Pointing data excerpts:
§ §

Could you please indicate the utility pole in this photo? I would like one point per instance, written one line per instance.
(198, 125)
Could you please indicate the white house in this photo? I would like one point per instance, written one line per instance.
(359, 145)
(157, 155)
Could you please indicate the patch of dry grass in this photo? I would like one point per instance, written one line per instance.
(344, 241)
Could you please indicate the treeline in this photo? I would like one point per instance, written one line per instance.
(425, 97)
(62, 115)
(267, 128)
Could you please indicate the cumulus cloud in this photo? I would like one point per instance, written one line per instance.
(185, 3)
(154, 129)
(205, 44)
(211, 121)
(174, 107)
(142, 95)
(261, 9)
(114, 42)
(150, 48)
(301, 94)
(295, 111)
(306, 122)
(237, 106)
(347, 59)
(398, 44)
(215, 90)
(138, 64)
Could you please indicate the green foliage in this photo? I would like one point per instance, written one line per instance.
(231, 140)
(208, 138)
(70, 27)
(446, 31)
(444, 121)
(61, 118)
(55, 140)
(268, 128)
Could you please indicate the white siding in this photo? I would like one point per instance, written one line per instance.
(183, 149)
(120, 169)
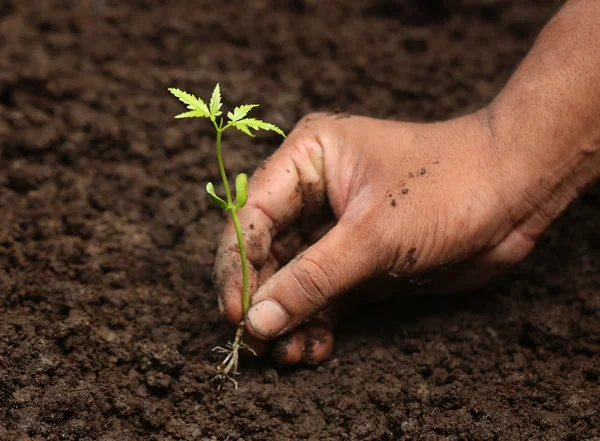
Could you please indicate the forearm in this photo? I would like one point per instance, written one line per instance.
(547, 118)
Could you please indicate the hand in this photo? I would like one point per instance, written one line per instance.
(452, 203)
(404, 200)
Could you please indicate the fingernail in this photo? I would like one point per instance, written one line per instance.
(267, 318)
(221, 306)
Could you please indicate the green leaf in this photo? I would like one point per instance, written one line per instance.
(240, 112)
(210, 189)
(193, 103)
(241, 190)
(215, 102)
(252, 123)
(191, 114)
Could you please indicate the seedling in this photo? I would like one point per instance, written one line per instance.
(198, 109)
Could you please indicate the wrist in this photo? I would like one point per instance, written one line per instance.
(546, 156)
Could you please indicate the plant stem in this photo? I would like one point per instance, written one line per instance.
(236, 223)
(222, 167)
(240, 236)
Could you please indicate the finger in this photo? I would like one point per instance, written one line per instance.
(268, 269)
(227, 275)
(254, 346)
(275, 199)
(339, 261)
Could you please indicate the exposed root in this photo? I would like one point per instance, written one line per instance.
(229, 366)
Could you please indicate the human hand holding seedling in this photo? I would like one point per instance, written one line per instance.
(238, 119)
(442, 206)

§ §

Your goal: In the lines from the one holding "Could you please indicate the green foliage" through the end of the records, inclusive, replace "seedling" with "sapling" and keep everything else unchanged. Leave the pictures out of your answer.

Response below:
Could you please indicate the green foliage in this photo? I would like one point per instance, written one line per instance.
(231, 140)
(208, 138)
(70, 27)
(446, 31)
(444, 121)
(61, 118)
(55, 140)
(268, 128)
Could you please indicate the white siding in this photo? I would like one point per instance, written one line per instance.
(183, 149)
(120, 169)
Could you please indicate the forearm in this photo? I would like one point per instance, written one line per instance.
(547, 118)
Could you please indicate the hand in this photo? I would like one point per instance, written one line per instance.
(452, 203)
(404, 200)
Could you please indicate the fingernail in this photo? I would like one point per instance, written one line per instance.
(267, 318)
(221, 306)
Could you please indicate the green leaf in this photo? I would like one point per instance, written one line per instance.
(240, 112)
(210, 189)
(193, 103)
(241, 190)
(215, 102)
(252, 123)
(191, 114)
Could you please indicate the sapling in this photo? I would like one point per instance, written one line per instance.
(198, 109)
Could you please indicate the wrist in this photo? I would like one point per instance, written one line per instance.
(546, 156)
Could you please indicate the plant stem in this photo? I would like one point per instance, written one line per instance.
(236, 223)
(222, 167)
(240, 236)
Could you please indicate the finger in this photo? I would like one point per instance, written one line per instance.
(268, 269)
(227, 275)
(254, 346)
(275, 199)
(339, 261)
Could you please indicate the exposed root in this photo? I would like one point per instance, written one line per instance.
(229, 366)
Could you please indicate the human hand holding sapling in this photo? I would like one point per instance, written one line per instance.
(238, 119)
(442, 206)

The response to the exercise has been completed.